- **PROVIDED RECORDS**:
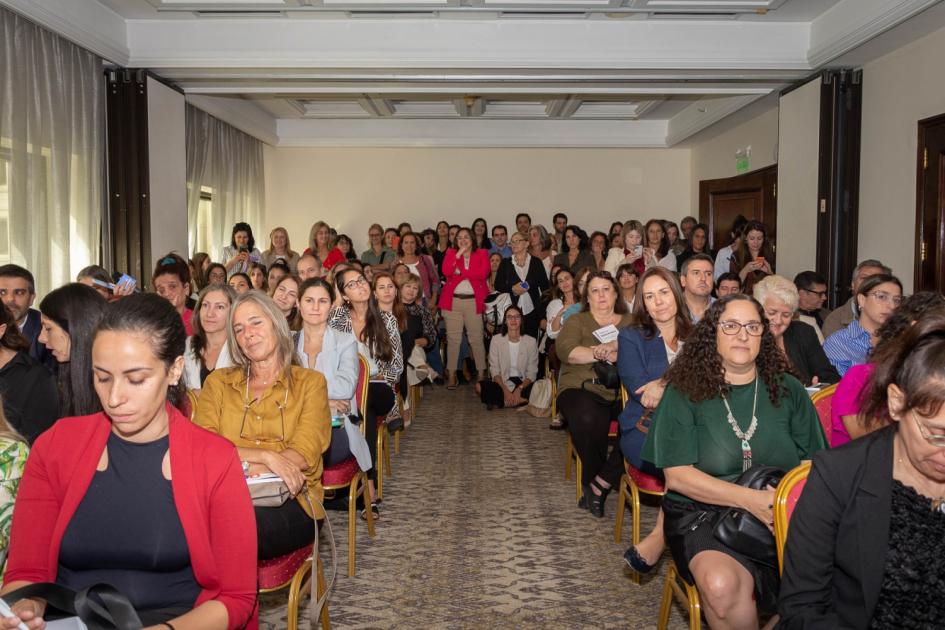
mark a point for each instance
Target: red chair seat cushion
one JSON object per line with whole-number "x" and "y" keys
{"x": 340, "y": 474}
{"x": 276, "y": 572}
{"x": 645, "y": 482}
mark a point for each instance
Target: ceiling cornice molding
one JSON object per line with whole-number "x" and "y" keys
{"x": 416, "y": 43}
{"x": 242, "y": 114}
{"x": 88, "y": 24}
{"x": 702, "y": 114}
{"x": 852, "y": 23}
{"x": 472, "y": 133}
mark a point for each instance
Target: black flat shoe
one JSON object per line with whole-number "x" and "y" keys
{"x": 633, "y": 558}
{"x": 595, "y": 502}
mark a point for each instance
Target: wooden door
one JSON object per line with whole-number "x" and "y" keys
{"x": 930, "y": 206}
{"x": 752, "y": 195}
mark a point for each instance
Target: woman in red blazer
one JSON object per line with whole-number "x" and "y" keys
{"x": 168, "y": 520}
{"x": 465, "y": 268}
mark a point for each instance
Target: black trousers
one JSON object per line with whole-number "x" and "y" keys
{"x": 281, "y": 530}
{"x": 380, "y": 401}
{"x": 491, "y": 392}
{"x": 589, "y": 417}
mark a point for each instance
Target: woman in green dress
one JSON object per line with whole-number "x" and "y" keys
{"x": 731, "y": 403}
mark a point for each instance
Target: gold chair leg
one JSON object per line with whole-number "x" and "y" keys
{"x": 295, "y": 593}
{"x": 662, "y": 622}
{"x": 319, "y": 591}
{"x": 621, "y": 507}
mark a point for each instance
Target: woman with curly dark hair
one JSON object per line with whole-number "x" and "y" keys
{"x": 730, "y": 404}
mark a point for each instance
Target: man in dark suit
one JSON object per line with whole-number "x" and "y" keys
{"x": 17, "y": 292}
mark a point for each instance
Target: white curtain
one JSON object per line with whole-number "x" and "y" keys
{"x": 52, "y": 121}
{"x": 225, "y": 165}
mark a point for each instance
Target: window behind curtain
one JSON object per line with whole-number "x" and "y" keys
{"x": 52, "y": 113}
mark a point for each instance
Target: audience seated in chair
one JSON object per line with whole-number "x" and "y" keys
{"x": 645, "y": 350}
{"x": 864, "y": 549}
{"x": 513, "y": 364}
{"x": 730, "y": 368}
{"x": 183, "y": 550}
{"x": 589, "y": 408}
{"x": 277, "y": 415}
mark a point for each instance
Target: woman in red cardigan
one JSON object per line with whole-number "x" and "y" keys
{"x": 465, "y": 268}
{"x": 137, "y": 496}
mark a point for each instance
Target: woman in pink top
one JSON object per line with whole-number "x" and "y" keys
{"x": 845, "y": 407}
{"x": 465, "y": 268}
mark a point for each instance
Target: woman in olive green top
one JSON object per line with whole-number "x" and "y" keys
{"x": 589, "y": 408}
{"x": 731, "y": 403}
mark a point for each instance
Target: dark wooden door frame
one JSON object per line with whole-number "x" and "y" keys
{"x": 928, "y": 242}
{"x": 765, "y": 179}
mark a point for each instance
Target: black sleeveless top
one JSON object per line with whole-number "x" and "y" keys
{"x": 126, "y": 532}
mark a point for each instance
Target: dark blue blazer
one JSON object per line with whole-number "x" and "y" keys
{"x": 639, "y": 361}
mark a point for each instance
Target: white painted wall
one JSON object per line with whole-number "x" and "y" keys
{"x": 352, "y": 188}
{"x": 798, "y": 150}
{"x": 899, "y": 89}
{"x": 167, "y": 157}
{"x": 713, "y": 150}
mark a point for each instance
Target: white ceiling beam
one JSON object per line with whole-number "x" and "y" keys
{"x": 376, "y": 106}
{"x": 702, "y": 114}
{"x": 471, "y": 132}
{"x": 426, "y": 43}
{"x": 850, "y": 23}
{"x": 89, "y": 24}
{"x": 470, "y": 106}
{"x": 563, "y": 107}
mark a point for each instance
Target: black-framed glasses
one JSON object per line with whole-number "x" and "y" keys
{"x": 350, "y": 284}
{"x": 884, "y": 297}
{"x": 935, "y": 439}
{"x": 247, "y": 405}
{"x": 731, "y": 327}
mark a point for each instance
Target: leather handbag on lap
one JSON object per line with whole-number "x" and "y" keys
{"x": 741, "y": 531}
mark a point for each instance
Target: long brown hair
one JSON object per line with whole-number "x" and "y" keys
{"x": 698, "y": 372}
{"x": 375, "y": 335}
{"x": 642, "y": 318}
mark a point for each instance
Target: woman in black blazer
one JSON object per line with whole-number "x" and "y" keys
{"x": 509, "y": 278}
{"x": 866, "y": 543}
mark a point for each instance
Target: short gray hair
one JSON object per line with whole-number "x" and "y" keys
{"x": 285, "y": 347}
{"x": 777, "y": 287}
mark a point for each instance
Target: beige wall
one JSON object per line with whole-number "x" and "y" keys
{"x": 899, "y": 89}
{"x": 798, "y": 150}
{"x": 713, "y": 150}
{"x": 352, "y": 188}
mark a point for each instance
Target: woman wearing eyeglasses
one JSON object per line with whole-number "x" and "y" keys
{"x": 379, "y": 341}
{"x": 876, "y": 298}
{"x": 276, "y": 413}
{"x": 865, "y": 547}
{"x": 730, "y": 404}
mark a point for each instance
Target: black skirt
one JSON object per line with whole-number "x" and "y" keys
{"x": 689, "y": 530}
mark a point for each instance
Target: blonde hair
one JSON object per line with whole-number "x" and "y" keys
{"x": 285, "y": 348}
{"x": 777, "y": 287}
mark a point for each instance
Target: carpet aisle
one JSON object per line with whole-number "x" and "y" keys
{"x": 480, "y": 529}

---

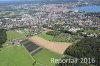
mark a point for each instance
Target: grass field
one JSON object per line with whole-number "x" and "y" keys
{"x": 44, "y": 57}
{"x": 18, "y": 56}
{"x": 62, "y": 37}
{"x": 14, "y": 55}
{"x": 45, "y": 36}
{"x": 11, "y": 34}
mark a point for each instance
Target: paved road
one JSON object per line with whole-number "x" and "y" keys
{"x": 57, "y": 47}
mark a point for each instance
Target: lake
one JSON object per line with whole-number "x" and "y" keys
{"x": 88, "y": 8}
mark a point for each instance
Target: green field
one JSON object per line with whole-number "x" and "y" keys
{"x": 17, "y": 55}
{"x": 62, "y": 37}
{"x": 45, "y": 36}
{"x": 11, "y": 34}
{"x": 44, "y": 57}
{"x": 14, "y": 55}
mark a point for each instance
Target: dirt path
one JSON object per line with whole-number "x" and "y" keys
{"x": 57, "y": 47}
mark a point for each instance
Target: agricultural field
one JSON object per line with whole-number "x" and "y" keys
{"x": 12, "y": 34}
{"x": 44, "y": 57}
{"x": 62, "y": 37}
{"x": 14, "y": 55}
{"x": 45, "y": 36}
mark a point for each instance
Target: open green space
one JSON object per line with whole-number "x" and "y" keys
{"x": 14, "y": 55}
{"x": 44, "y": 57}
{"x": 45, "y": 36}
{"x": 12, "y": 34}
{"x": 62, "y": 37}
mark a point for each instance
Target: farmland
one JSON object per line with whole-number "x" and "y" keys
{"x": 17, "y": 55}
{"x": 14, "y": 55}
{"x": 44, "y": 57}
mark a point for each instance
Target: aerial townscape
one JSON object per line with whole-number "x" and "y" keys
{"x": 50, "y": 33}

--

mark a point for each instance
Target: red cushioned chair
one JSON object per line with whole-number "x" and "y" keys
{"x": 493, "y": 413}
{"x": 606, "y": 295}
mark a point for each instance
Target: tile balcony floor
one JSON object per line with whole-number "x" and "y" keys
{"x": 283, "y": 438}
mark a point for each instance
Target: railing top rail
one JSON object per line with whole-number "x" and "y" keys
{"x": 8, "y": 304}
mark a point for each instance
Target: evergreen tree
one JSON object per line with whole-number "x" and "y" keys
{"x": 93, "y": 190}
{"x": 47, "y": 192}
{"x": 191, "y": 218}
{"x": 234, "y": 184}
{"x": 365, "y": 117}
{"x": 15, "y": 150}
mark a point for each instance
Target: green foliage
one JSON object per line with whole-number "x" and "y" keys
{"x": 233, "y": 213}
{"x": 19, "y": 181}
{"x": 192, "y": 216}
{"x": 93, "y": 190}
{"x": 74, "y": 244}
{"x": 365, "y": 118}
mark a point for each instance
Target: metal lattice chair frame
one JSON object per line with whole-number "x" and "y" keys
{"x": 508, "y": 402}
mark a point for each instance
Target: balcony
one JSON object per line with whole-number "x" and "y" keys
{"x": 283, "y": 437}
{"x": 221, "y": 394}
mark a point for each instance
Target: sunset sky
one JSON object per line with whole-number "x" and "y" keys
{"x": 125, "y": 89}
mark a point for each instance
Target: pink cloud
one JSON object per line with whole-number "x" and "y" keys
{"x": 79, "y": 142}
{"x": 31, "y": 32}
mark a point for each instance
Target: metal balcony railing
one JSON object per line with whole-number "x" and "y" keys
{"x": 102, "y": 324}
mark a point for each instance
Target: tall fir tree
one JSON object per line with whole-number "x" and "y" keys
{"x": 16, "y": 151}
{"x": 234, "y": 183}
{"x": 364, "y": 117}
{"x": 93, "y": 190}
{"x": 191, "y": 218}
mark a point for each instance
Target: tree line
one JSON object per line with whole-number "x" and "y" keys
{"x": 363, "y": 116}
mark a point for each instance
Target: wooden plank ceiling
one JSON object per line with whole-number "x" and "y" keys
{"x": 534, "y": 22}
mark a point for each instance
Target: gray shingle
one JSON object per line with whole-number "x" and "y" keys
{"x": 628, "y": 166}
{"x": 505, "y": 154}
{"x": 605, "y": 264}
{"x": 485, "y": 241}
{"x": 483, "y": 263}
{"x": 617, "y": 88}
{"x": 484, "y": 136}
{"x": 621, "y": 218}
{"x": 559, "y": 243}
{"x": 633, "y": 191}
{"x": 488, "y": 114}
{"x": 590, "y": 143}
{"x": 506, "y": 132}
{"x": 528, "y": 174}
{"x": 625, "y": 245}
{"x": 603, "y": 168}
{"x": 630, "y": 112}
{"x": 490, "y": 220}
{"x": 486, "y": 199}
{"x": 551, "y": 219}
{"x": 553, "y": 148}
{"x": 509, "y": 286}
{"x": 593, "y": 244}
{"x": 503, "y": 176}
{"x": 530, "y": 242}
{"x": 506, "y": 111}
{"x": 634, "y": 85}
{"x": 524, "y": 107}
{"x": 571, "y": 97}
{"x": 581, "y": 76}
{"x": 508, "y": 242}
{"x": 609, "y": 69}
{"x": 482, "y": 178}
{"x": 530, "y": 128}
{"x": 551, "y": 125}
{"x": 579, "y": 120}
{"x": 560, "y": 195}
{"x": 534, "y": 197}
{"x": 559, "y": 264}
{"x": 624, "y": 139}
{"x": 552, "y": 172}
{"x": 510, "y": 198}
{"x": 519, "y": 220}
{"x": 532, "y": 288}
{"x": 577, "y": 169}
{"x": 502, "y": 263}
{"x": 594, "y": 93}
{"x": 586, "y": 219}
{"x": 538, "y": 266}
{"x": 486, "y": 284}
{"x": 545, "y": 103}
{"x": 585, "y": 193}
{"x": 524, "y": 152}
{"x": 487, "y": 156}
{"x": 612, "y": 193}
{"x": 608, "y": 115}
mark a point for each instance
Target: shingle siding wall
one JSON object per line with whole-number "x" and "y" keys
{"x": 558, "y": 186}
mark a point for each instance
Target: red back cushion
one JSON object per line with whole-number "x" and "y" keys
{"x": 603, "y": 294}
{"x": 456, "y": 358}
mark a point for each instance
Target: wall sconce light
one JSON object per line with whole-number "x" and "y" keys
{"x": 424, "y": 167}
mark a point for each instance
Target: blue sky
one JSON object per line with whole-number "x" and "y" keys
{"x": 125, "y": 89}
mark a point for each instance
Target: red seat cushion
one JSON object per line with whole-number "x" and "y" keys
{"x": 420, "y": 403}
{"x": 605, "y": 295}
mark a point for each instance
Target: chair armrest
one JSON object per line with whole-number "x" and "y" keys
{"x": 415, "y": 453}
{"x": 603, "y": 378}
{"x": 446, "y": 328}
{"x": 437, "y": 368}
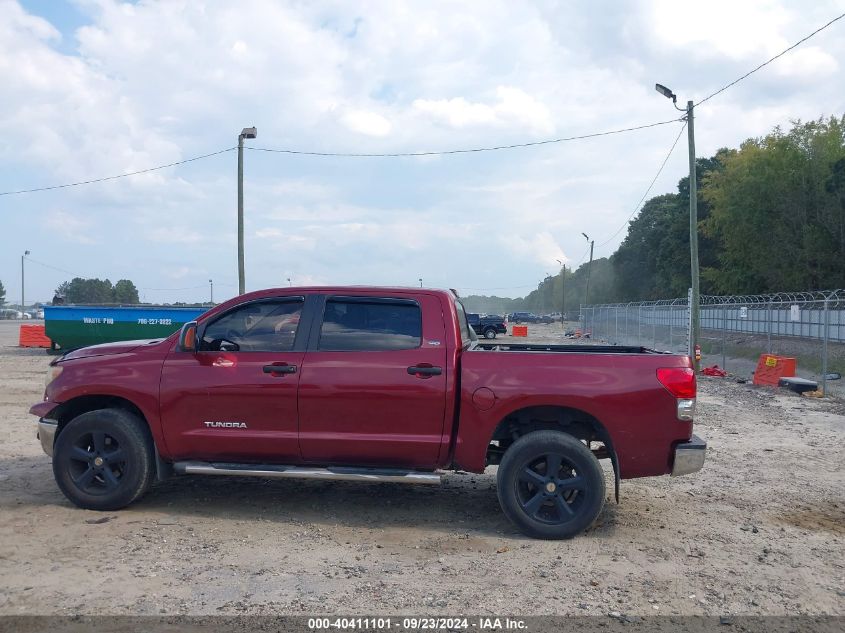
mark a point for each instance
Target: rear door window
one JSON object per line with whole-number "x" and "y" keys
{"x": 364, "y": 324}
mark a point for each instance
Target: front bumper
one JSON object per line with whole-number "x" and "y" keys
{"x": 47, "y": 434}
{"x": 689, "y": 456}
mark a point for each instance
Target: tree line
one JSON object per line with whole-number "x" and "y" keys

- **YOUR GOAL**:
Only lines holding the string "white" are wanted; gather each one from the entries above.

- **RESPONSE AREA**:
Target: white curtain
Target: white painted wall
Target: white ceiling beam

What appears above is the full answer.